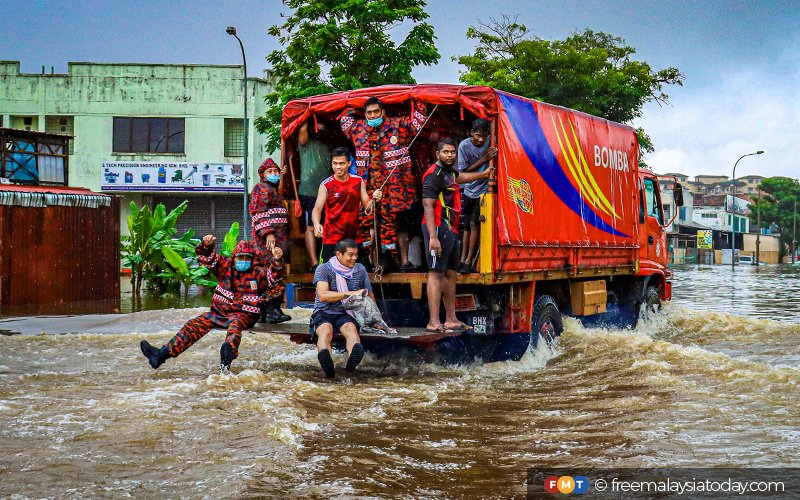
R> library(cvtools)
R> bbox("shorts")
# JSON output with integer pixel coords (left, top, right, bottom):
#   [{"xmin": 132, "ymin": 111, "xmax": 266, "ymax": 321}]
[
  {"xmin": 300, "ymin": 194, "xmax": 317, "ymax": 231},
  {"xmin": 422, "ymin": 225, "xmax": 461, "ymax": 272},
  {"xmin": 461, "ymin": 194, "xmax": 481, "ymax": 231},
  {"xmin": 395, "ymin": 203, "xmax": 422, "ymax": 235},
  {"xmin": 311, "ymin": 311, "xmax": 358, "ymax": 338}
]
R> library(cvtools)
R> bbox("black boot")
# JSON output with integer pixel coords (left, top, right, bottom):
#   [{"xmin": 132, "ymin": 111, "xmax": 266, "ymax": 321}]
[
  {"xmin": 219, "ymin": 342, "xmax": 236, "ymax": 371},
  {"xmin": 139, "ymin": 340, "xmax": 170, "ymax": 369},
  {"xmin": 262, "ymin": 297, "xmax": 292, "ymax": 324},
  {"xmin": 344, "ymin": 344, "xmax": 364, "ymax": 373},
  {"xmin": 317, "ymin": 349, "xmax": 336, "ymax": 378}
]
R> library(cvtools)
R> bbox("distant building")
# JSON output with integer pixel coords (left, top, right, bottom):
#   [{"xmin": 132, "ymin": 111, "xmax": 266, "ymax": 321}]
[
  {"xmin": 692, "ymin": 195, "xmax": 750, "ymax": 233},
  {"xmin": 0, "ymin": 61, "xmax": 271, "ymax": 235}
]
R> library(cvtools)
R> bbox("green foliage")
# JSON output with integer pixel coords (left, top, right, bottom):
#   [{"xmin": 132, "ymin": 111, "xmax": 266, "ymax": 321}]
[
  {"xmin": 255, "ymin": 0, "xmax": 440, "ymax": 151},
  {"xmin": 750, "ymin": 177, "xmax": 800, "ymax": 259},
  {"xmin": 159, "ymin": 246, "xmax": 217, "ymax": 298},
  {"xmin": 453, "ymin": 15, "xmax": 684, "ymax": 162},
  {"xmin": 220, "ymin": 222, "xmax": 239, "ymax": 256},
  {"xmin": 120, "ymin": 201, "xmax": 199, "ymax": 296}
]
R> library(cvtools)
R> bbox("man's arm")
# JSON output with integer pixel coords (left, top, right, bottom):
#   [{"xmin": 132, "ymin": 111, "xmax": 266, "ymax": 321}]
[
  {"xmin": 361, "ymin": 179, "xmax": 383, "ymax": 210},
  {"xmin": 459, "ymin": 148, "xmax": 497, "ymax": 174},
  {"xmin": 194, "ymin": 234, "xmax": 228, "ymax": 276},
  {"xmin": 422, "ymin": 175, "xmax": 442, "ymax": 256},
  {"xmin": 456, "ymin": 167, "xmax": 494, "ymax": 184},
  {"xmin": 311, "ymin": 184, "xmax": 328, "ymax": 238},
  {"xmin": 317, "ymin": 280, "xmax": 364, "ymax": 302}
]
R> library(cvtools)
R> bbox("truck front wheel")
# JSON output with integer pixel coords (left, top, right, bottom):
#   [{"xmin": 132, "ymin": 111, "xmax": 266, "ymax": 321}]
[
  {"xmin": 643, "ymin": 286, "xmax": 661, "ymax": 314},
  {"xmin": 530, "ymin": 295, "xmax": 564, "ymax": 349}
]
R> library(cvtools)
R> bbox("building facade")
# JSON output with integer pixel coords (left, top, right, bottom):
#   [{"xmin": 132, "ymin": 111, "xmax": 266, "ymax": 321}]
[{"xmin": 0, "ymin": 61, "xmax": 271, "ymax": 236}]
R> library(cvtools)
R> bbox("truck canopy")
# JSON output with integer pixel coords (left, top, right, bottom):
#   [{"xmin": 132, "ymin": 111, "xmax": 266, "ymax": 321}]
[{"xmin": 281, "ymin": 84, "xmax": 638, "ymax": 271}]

**TO DO**
Count the lines above that contain the string "building" and report only that number.

**FINISHED TASK**
2